Goal of the exercise:
Please find each row below that contains the word "water" and copy those rows in full.
##### Given information #####
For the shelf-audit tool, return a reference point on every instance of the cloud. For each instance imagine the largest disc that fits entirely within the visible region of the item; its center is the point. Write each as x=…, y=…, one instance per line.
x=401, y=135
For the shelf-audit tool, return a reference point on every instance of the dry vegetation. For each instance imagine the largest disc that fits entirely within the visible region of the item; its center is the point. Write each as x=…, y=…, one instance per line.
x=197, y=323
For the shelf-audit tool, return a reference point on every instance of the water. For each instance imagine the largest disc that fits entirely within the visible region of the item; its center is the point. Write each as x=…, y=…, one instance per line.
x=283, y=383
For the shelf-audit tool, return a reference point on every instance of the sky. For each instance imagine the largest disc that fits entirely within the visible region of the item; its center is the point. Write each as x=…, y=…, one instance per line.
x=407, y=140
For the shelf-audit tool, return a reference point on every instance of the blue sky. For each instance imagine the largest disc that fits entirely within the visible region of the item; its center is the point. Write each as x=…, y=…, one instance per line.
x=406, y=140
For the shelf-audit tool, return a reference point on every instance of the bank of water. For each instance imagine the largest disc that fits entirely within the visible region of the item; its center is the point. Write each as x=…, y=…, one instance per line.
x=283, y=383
#####
##### Given information #####
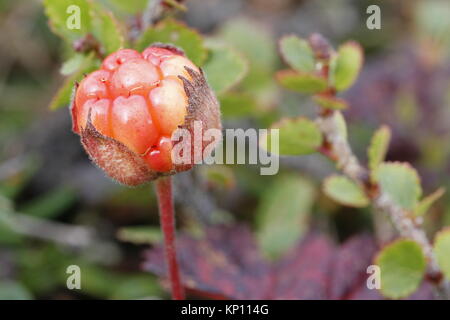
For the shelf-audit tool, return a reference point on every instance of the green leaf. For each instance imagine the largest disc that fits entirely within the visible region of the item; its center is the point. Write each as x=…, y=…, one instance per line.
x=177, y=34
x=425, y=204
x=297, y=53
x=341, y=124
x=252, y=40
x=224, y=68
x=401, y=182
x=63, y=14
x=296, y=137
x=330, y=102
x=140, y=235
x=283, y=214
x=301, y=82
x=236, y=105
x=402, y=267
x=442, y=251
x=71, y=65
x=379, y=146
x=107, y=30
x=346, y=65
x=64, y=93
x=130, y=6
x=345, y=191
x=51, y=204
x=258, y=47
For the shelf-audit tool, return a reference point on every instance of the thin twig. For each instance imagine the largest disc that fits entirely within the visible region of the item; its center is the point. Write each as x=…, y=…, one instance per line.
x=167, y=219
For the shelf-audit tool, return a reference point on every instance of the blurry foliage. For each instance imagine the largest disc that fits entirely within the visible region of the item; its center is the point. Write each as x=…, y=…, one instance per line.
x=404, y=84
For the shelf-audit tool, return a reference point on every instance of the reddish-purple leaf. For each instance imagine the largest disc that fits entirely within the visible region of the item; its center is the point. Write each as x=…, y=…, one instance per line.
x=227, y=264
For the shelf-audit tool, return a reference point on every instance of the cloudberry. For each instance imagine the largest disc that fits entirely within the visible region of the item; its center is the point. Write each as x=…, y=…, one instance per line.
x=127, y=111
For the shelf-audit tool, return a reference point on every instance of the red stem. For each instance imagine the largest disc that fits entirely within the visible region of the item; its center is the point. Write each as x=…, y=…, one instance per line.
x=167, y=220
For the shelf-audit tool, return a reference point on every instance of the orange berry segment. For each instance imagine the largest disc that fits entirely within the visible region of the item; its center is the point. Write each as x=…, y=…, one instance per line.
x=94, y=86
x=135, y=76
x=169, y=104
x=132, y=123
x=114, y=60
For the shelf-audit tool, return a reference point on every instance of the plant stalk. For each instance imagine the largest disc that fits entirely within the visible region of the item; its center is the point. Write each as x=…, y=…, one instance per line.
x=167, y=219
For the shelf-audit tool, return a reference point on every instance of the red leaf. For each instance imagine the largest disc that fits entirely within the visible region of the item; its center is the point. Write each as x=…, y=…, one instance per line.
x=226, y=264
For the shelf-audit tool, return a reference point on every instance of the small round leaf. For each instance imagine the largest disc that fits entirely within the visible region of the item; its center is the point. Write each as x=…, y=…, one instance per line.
#####
##### Given information #####
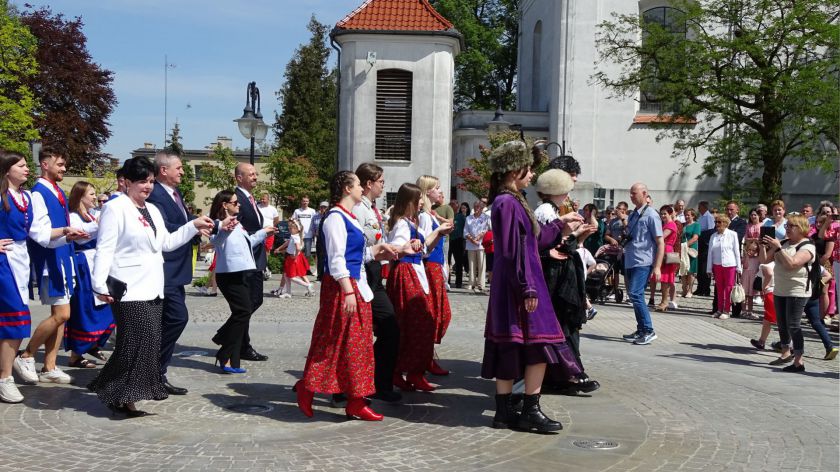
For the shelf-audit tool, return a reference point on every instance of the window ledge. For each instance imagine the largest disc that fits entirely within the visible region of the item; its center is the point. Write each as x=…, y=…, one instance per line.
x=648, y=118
#####
Result for this exercise:
For the shelf-audit tool, return a reference point on every instance of the water. For each instance imagine the largest disc that fits entirely within the visible region of the item; its center is the point. Write each as x=…, y=…, one instance per line.
For the shelf-audit tool, return a reference point on every instance of the bank of water. For each instance imagine the largest disc that fits entirely within the visible region of the item; its center is the point. Write each as x=…, y=…, one instance per line.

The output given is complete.